>> Start EXCERPTED RECORDS
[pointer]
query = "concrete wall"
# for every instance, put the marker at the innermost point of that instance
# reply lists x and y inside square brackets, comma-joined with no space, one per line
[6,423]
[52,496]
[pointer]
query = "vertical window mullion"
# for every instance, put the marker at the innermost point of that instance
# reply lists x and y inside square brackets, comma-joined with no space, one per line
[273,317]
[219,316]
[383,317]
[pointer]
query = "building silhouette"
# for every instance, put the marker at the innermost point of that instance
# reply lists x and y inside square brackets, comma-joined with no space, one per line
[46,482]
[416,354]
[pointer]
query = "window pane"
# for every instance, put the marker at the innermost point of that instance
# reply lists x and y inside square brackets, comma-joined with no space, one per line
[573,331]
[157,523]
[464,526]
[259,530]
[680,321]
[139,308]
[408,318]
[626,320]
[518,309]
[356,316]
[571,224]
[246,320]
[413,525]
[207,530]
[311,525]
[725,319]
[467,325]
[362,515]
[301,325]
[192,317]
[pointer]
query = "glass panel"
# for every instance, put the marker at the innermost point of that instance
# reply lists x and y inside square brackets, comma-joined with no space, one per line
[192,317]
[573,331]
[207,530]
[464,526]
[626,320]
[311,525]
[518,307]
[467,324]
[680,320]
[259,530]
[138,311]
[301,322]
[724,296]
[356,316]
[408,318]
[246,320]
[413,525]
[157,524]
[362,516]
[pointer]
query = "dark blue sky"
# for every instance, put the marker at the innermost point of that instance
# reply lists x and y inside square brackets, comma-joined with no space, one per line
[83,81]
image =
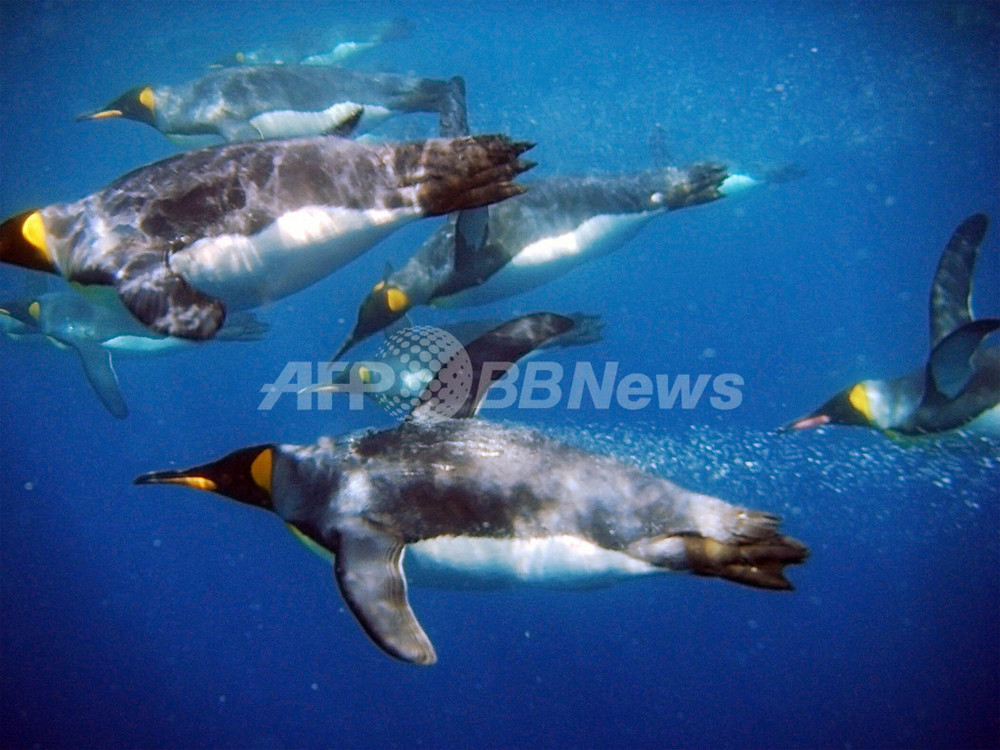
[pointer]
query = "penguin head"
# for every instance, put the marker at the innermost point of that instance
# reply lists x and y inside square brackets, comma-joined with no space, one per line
[23,242]
[384,305]
[854,406]
[135,104]
[244,475]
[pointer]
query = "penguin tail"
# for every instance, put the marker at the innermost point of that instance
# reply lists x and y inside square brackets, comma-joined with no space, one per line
[468,172]
[752,562]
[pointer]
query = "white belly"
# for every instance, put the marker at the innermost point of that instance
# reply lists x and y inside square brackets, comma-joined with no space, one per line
[291,124]
[550,257]
[552,562]
[297,250]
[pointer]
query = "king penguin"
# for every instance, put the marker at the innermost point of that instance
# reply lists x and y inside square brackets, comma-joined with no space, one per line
[489,504]
[284,101]
[959,386]
[98,329]
[236,226]
[477,257]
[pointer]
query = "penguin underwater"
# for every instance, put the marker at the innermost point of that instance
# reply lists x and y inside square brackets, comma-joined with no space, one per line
[99,332]
[283,101]
[480,256]
[233,227]
[504,504]
[959,386]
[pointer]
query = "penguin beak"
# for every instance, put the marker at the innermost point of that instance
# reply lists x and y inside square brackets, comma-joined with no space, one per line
[99,115]
[806,423]
[189,478]
[244,475]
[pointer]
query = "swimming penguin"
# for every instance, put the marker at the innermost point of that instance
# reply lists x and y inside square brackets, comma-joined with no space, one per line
[233,227]
[98,330]
[327,46]
[481,256]
[285,101]
[959,387]
[488,503]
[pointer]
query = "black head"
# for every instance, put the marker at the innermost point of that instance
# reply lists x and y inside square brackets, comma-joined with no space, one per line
[384,305]
[244,475]
[851,406]
[135,104]
[23,242]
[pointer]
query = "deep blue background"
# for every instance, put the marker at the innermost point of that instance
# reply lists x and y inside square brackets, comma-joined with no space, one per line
[163,618]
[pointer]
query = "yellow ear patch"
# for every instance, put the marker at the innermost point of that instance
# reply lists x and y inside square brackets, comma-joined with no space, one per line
[859,400]
[261,468]
[396,299]
[146,98]
[33,231]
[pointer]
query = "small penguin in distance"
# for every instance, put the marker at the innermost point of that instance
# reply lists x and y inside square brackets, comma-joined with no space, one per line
[959,386]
>> End EXCERPTED RECORDS
- _WHAT TO WORK ON_:
Skipping the pictures, transcribe each line above exactly as it appears.

- _ANSWER TO THE PROBLEM_:
[pointer]
query = "concrete wall"
# for every instance, put the marker at the innermost point of that instance
# reply lists x and y inside square brackets, comma-joined with no space, one per line
[6,423]
[52,496]
[pointer]
query = "vertical window mullion"
# for every instance, put the marker at the innermost point of that instance
# reply lists x and y inside square brackets, comma-joined with no space, one per line
[273,317]
[219,316]
[383,317]
[pointer]
query = "building silhouette"
# for every instance, put the marker at the innermost point of that instance
# reply lists x and y inside square brackets, comma-joined with no space, one per line
[46,482]
[416,354]
[pointer]
query = "window pane"
# for every instance, put the marker at the innermost point of that instance
# reply lists x and y inside square brackets, comma-joined with no space, one per line
[573,331]
[157,523]
[464,526]
[259,530]
[680,321]
[139,308]
[408,318]
[626,320]
[518,309]
[356,316]
[571,224]
[246,320]
[413,525]
[207,530]
[311,525]
[725,319]
[467,325]
[362,515]
[301,325]
[192,317]
[pointer]
query = "glass panel"
# for every instance, put the marker at the innermost point of that instance
# reply lists x and y inside square brackets, comma-joined with no space, one per line
[192,317]
[573,331]
[207,530]
[464,526]
[626,320]
[311,525]
[518,307]
[467,324]
[680,320]
[259,530]
[138,311]
[301,322]
[724,296]
[356,316]
[408,318]
[246,320]
[413,525]
[157,524]
[362,516]
[pointer]
query = "dark blue sky"
# for every instance, put the marker at the innermost point of that instance
# reply lists x and y inside square brackets, comma-joined with no space, one per line
[83,81]
image =
[pointer]
query = "penguin head"
# for every instance, put the marker at the innermost point of that instance
# reply lists x and y inside square brackets, comma-joined with no space, one per line
[23,242]
[384,305]
[854,406]
[135,104]
[244,475]
[pointer]
query = "penguin tail"
# for every instance, put the marker at the innermost point of that instance
# reply lists x and y inside square brackets, comma-joined with no space, one per line
[468,172]
[752,562]
[pointer]
query = "white belly"
# for every instance, put the marker at the innermost point of that instance
# reply lists x and y inside square brackets, comma-joined with no space, one per line
[291,124]
[550,257]
[552,562]
[297,250]
[pointer]
query = "king penguin"
# for every instance, put the marker at the innermost point of that instance
# reply lists x and y inside square brackets, comma-joined with no space, one per line
[489,504]
[284,101]
[959,386]
[98,329]
[236,226]
[477,257]
[pointer]
query = "penguin underwater"
# for every instance, put the marker at the innermost point of that instance
# reply lists x and y inside square brackets, comma-joined with no space, one per line
[99,332]
[283,101]
[480,256]
[233,227]
[504,504]
[959,386]
[pointer]
query = "penguin beak"
# for every instance, put the marker at the innermost point of that instance
# reply lists x and y inside square brackets, comma-joined with no space, one per line
[99,115]
[806,423]
[189,478]
[244,475]
[pointer]
query = "swimming penguin"
# for every instance, put the marker at the innermost point of that instance
# reply lists x and y inside square brackets, comma-joined with no space, one per line
[233,227]
[98,330]
[327,46]
[481,256]
[285,101]
[959,387]
[488,503]
[pointer]
query = "black head"
# for every instance, put the marker at the innermost point of that instance
# reply lists x and y inside square brackets, comma-joined with no space, one per line
[384,305]
[244,475]
[851,406]
[135,104]
[23,242]
[pointer]
query = "deep blue background"
# for every instance, put the marker at the innermost point of that instance
# reply lists x and y inside square brackets, comma-joined with no space, one per line
[163,618]
[pointer]
query = "yellow ear patch"
# for every instance, put the marker at the innermost point of that instance
# reply lists x and y inside square brackets, comma-joined with no space, one per line
[859,400]
[261,468]
[396,299]
[146,98]
[33,231]
[pointer]
query = "small penguin in distance"
# for every instance, put the marker at the innermost point of that instance
# reply lists x and y inside square brackets, comma-joined with no space, one per line
[959,386]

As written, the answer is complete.